→ **Document segment**
────

10 Feb 2014 Ghana Introduction
In June 2011 WACC and the Christian Council of Ghana (CCG) completed a three-year project partnership on reducing HIV/AIDS-related stigma and discrimination in Ghana. Its aim was to involve religious and other local community leaders in three districts around Greater Accra in a rights-based campaign to reduce stigma and discrimination against people living with HIV and AIDS.
The project demonstrated the effectiveness of promoting and supporting local leadership and networking, developing education and campaign materials in local languages appropriate to the context, and including and empowering people living with HIV. The stories and testimonies of those involved demonstrate that reducing HIV-related stigma allows space for people living with HIV to identify and advocate for changing practices and life-transforming changes.
The project succeeded in changing attitudes and behaviours in the districts, where people living with HIV or AIDS indicate that they are treated much more fairly and experience much more acceptance. Homosexual persons living with HIV or AIDS in the district where the WACC-CCG project took place drew attention to stigmatisation that prevented them from accessing treatment.

────

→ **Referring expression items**
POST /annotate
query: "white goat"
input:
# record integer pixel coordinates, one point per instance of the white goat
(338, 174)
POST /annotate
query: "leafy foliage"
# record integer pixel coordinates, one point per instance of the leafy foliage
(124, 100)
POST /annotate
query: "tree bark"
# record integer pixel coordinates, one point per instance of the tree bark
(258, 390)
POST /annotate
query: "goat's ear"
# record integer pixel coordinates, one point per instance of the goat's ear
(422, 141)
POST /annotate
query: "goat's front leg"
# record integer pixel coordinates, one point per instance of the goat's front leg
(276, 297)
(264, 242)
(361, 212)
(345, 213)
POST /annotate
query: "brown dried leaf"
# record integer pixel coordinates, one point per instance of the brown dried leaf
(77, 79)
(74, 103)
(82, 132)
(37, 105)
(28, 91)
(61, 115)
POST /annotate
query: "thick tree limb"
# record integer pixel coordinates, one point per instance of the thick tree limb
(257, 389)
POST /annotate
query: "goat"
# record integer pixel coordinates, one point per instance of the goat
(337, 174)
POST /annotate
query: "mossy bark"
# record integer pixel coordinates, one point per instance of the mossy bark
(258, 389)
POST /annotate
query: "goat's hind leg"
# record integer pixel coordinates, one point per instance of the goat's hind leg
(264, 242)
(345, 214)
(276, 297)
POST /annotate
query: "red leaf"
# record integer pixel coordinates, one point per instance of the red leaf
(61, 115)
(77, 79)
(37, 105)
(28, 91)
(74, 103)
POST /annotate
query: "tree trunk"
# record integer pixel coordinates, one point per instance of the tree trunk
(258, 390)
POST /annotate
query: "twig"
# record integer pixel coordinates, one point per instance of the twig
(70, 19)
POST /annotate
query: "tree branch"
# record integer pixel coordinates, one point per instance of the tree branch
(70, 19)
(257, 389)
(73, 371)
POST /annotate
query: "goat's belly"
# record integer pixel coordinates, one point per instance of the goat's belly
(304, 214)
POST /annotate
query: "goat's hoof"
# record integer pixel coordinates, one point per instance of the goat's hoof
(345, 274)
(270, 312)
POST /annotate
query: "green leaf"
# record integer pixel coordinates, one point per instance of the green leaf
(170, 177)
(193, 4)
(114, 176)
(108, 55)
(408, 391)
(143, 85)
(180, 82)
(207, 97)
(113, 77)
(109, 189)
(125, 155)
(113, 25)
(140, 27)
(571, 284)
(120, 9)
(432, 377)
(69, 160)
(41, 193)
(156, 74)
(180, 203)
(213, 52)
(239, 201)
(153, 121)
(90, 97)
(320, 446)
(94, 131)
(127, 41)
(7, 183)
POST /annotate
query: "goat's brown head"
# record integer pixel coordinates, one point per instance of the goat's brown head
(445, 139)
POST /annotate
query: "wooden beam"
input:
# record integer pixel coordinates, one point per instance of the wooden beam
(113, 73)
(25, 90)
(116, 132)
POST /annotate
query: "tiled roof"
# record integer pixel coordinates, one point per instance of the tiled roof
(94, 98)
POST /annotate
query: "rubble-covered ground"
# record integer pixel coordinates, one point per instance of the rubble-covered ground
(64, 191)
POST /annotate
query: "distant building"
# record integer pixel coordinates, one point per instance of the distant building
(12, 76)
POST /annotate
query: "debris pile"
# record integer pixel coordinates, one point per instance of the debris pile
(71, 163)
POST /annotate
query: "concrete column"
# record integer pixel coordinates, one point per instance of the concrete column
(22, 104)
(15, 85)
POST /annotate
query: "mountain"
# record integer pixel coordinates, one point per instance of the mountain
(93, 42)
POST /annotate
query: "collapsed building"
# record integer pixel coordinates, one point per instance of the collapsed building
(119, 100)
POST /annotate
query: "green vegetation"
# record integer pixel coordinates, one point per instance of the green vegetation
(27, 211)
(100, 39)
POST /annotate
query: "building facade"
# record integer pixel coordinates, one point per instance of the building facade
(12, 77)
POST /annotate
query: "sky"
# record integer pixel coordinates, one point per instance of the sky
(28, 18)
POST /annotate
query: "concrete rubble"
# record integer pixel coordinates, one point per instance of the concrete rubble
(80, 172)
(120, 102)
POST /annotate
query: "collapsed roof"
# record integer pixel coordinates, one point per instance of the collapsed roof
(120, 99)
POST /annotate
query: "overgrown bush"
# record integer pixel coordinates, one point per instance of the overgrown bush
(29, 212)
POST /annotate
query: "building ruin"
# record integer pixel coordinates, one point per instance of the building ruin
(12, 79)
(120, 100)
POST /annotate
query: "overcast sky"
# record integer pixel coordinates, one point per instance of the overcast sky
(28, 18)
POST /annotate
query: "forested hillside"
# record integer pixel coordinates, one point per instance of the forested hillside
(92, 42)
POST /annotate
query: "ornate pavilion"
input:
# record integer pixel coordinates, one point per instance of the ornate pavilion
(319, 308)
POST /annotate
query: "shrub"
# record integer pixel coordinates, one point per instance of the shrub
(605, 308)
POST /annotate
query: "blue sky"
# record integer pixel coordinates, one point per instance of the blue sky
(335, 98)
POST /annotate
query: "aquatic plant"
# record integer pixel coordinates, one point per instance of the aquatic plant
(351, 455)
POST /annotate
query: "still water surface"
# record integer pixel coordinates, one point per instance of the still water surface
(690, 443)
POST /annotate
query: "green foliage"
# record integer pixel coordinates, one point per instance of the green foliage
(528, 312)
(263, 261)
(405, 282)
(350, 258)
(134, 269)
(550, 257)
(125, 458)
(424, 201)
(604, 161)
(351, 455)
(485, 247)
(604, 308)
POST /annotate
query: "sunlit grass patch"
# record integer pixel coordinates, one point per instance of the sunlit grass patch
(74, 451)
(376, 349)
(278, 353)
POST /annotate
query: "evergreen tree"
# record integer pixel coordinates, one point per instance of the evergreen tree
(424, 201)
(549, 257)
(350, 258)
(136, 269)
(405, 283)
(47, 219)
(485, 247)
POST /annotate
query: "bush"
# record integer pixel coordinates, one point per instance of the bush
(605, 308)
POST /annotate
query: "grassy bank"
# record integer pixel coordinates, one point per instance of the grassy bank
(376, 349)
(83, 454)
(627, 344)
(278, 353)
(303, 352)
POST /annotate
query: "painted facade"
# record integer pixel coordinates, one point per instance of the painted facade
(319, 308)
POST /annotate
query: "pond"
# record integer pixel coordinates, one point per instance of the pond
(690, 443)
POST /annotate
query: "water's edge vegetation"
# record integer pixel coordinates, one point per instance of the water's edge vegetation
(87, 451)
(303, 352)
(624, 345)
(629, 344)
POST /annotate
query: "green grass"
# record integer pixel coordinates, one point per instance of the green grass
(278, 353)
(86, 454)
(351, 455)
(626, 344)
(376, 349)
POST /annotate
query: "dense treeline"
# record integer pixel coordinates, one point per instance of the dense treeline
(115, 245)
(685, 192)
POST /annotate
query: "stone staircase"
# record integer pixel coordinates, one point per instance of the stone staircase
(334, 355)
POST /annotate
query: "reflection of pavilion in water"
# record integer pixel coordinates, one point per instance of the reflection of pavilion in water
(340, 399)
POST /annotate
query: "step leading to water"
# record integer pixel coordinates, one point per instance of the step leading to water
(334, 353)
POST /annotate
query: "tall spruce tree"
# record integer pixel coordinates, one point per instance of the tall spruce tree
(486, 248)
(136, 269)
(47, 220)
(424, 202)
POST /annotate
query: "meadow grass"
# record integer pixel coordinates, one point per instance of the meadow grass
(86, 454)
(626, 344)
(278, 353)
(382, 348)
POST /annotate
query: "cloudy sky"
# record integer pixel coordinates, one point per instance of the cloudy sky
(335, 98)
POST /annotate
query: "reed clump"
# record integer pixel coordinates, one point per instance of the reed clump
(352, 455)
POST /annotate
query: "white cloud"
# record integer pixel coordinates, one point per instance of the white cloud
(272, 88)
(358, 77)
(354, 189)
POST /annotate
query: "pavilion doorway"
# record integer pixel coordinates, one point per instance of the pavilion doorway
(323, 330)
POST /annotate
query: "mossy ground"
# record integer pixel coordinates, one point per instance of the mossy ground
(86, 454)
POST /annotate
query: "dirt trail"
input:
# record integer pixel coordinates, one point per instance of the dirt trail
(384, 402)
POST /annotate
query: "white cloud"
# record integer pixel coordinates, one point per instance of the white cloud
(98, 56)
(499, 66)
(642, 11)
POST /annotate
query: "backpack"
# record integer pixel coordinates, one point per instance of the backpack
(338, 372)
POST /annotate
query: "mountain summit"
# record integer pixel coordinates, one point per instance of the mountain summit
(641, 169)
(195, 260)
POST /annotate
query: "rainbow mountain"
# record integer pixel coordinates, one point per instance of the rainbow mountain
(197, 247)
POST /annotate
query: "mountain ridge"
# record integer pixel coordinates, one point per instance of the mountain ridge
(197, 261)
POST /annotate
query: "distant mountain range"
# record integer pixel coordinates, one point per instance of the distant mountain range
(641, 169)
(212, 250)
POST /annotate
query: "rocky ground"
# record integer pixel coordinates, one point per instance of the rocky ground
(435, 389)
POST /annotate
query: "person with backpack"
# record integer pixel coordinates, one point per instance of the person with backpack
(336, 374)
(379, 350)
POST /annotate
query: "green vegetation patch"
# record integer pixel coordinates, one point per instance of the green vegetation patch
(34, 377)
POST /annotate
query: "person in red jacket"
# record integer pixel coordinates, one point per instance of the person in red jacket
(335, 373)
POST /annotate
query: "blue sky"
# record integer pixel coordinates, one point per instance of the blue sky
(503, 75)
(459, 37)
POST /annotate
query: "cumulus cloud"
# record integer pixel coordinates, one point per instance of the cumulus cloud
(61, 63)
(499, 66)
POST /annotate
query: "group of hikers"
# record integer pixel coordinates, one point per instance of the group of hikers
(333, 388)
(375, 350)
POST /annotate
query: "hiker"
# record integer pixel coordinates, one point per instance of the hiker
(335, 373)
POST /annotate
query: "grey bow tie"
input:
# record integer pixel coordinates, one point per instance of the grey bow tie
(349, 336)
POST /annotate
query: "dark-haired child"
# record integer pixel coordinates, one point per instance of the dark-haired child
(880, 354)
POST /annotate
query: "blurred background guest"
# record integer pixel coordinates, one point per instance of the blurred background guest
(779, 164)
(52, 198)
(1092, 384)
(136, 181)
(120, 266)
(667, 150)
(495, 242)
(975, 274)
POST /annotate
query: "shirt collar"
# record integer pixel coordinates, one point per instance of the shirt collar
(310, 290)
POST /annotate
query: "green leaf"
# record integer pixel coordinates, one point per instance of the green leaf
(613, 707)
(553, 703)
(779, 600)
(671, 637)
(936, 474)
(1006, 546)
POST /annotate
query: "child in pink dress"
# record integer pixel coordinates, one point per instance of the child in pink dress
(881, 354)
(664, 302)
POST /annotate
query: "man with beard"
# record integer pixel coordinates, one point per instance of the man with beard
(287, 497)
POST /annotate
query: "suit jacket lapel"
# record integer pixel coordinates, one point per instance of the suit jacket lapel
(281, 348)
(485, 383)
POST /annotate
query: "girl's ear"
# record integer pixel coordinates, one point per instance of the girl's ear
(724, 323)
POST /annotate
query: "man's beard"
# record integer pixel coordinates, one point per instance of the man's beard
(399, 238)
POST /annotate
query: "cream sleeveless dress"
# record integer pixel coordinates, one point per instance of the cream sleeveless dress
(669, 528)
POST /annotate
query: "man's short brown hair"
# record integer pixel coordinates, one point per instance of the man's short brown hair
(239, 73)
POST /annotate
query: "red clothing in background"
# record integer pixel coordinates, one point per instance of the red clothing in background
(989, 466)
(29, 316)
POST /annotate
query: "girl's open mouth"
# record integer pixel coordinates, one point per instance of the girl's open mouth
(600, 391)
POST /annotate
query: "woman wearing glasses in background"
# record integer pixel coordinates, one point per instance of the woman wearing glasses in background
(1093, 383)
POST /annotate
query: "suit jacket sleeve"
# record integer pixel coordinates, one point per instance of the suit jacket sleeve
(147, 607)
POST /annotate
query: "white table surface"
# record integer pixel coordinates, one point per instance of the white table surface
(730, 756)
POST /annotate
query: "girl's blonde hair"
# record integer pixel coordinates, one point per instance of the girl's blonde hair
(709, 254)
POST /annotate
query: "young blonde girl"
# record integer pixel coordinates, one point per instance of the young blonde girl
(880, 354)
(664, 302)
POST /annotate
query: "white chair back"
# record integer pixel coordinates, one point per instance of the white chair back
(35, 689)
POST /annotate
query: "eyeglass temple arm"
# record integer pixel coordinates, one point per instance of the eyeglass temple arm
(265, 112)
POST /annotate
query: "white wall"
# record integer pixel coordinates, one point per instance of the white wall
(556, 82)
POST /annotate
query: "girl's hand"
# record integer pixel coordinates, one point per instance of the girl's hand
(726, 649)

────

→ **How to complete this task**
Transcribe the passage of the Ghana project summary above, starting with "10 Feb 2014" and going on through "and life-transforming changes.".

→ **Answer to this task**
10 Feb 2014 Ghana Introduction
In June 2011 WACC and the Christian Council of Ghana (CCG) completed a three-year project partnership on reducing HIV/AIDS-related stigma and discrimination in Ghana. Its aim was to involve religious and other local community leaders in three districts around Greater Accra in a rights-based campaign to reduce stigma and discrimination against people living with HIV and AIDS.
The project demonstrated the effectiveness of promoting and supporting local leadership and networking, developing education and campaign materials in local languages appropriate to the context, and including and empowering people living with HIV. The stories and testimonies of those involved demonstrate that reducing HIV-related stigma allows space for people living with HIV to identify and advocate for changing practices and life-transforming changes.